* **Instruction 1**:
From the excerpt on hex grid coordinates, quote the part that opens with the words "Pixel to Hex" and closes with "the object retPos.".

* **Excerpt to read**:
start
And one extra bit. The return argument retPos is optional. if you call the function as follows
var retPos;
mainLoop(){
retPos = getHex(mouse.x, mouse.y, retPos);
}
the code will not incur a GC hit, further improving the speed.
Pixel to Hex coordinates
From Question diagram returns hex cell x,y pos. Please note that this function only works in the range 0 <= x, 0 <= y if you need negative coordinates subtract the min negative pixel x,y coordinate from the input
// the values as set out in the question image
var r = 50;
var w = r * 2;
var h = Math.sqrt(3) * r;
// returns the hex grid x,y position in the object retPos.
// retPos is created if not supplied;
// argument x,y is pixel coordinate (for mouse or what ever you are looking to find)
function getHex (x, y, retPos){
if(retPos === undefined){
retPos = {};
}
var xa, ya, xpos, xx, yy, r2, h2;
r2 = r / 2;
h2 = h / 2;
xx = Math.floor(x / r2);
yy = Math.floor(y / h2);
xpos = Math.floor(xx / 3);
xx %= 6;
if (xx % 3 === 0) { // column with diagonals
xa = (x % r2) / r2; // to find the diagonals
ya = (y % h2) / h2;
if (yy % 2===0) {
ya = 1 - ya;
}
if (xx === 3) {
xa = 1 - xa;
}
if (xa > ya) {
retPos.x = xpos + (xx === 3 ? -1 : 0);
retPos.y = Math.floor(yy / 2);
return retPos;
}
retPos.x = xpos + (xx === 0 ? -1 : 0);
retPos.y = Math.floor((yy + 1) / 2);
return retPos;
}
if (xx < 3) {
retPos.x = xpos + (xx === 3 ? -1 : 0);
retPos.y = Math.floor(yy / 2);
return retPos;
}
retPos.x = xpos + (xx === 0 ? -1 : 0);
retPos.y = Math.floor((yy + 1) / 2);
return retPos;
}
Hex to pixel
And a helper function that draws a cell given the cell coordinates.
// Helper function draws a cell at hex coordinates cellx,celly
// fStyle is fill style
// sStyle is strock style;
// fStyle and sStyle are optional. Fill or stroke will only be made if style given
function drawCell1(cellPos, fStyle, sStyle){
var cell = [1,0, 3,0, 4,1, 3,2, 1,2, 0,1];
var r2 = r / 2;
var h2 = h / 2;
function drawCell(x, y){
var i = 0;
ctx.beginPath();
ctx.moveTo((x + cell[i++]) * r2, (y + cell[i++]) * h2)
end
* **Instruction 2**:
Rewrite the records from the line containing "One marker belongs on each instance of the finger." through the line containing "173), (31, 201)]", substituting "occurrence" for every "instance" and leaving all else unchanged. Return only those lines.

(Extracted records)
start
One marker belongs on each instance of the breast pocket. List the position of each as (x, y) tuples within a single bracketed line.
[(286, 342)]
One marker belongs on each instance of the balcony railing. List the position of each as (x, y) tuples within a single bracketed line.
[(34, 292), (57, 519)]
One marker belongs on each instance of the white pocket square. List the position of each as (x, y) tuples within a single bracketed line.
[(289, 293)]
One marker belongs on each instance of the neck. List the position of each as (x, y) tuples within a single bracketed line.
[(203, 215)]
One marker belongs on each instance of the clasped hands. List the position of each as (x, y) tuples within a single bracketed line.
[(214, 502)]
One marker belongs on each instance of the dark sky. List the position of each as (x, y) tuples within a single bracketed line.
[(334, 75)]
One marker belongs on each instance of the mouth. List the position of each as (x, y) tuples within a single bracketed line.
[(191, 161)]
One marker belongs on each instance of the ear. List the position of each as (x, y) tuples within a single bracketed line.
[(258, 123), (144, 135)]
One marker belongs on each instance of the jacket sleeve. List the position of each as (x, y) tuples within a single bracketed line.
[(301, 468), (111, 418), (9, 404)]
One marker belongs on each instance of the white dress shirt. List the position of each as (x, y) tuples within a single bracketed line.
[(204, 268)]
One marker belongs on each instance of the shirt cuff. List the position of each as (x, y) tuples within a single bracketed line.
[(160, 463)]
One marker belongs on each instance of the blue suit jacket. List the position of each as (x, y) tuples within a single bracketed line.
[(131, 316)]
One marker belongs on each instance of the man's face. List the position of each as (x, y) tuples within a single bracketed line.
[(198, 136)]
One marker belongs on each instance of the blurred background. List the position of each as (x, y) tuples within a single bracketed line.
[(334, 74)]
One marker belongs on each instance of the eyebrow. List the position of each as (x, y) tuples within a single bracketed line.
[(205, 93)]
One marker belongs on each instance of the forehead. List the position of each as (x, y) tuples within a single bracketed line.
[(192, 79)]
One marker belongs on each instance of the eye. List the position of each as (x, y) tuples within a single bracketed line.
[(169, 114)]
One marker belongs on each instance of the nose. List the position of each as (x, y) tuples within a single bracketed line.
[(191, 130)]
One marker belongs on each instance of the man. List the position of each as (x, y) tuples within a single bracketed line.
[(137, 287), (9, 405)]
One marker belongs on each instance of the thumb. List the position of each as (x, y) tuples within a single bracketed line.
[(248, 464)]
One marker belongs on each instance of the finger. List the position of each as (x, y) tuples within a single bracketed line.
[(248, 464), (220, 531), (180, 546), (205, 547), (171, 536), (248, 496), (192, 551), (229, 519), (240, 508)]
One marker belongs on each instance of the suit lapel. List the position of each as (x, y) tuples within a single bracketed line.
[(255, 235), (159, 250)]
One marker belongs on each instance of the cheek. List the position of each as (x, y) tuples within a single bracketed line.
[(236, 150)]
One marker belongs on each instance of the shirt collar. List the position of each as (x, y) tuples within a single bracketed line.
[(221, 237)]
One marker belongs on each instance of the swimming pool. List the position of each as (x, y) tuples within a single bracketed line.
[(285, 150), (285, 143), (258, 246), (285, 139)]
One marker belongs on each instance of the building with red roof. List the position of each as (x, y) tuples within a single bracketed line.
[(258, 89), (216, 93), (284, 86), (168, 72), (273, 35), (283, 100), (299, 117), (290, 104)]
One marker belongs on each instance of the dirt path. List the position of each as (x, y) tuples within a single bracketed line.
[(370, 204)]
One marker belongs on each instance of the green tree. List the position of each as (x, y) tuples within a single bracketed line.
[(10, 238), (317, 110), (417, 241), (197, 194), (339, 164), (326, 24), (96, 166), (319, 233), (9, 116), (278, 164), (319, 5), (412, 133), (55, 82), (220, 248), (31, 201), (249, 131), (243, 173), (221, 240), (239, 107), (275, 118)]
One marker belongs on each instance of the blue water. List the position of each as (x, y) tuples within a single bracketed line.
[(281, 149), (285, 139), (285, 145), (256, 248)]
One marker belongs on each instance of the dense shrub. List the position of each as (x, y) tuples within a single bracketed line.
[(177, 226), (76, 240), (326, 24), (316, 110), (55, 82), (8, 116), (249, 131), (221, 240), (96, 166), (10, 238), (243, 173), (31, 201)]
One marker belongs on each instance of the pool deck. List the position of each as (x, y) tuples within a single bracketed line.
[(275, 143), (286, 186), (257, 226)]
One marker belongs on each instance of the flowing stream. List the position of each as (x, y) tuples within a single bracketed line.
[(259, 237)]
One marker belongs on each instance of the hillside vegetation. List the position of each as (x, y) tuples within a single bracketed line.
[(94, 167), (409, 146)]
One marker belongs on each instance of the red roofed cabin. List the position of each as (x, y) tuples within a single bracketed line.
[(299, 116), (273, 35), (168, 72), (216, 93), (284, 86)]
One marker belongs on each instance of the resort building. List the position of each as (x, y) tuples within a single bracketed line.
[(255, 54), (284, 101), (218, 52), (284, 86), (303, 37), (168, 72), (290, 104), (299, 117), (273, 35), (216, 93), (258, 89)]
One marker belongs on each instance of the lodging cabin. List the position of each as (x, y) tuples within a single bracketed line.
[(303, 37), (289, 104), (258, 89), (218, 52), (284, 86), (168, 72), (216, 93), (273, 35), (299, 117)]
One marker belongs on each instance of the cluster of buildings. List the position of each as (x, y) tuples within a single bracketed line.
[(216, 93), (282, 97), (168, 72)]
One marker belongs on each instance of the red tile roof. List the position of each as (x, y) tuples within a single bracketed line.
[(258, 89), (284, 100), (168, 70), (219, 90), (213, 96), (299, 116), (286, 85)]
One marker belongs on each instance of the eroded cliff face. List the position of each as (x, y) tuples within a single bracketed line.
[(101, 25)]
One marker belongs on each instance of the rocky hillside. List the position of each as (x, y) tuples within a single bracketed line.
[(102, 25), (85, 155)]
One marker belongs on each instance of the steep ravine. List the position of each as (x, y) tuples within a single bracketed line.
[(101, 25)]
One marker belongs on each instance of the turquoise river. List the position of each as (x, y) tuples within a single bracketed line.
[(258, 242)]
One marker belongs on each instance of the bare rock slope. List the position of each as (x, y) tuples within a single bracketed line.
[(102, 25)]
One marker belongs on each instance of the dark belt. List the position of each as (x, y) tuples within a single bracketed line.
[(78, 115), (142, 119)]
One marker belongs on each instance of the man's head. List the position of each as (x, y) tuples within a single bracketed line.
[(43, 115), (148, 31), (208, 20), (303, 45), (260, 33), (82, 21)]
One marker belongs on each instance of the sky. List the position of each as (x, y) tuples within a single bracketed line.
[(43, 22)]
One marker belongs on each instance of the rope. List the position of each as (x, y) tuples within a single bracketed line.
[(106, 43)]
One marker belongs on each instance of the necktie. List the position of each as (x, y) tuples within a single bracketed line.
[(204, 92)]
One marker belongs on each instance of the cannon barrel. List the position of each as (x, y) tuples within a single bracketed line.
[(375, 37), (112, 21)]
end
* **Worked solution 1**:
Pixel to Hex coordinates
From Question diagram returns hex cell x,y pos. Please note that this function only works in the range 0 <= x, 0 <= y if you need negative coordinates subtract the min negative pixel x,y coordinate from the input
// the values as set out in the question image
var r = 50;
var w = r * 2;
var h = Math.sqrt(3) * r;
// returns the hex grid x,y position in the object retPos.

* **Worked solution 2**:
One marker belongs on each occurrence of the finger. List the position of each as (x, y) tuples within a single bracketed line.
[(248, 464), (220, 531), (180, 546), (205, 547), (171, 536), (248, 496), (192, 551), (229, 519), (240, 508)]
One marker belongs on each occurrence of the suit lapel. List the position of each as (x, y) tuples within a single bracketed line.
[(255, 235), (159, 250)]
One marker belongs on each occurrence of the cheek. List the position of each as (x, y) tuples within a single bracketed line.
[(236, 150)]
One marker belongs on each occurrence of the shirt collar. List the position of each as (x, y) tuples within a single bracketed line.
[(221, 237)]
One marker belongs on each occurrence of the swimming pool. List the position of each as (x, y) tuples within a single bracketed line.
[(285, 150), (285, 143), (258, 246), (285, 139)]
One marker belongs on each occurrence of the building with red roof. List the position of each as (x, y) tuples within a single bracketed line.
[(258, 89), (216, 93), (284, 86), (168, 72), (273, 35), (283, 100), (299, 117), (290, 104)]
One marker belongs on each occurrence of the dirt path. List the position of each as (x, y) tuples within a single bracketed line.
[(370, 204)]
One marker belongs on each occurrence of the green tree. List the position of each as (x, y) tuples within a single bracketed line.
[(10, 238), (317, 110), (417, 241), (197, 194), (339, 164), (326, 24), (96, 166), (319, 233), (9, 116), (278, 164), (319, 5), (412, 133), (55, 82), (220, 248), (31, 201), (249, 131), (243, 173), (221, 240), (239, 107), (275, 118)]
One marker belongs on each occurrence of the blue water. List the position of each as (x, y) tuples within a single bracketed line.
[(281, 149), (285, 139), (285, 145), (256, 248)]
One marker belongs on each occurrence of the dense shrub. List the position of each as (x, y) tuples within a single bracketed line.
[(177, 226), (76, 240), (326, 24), (316, 110), (55, 82), (8, 116), (249, 131), (221, 240), (96, 166), (10, 238), (243, 173), (31, 201)]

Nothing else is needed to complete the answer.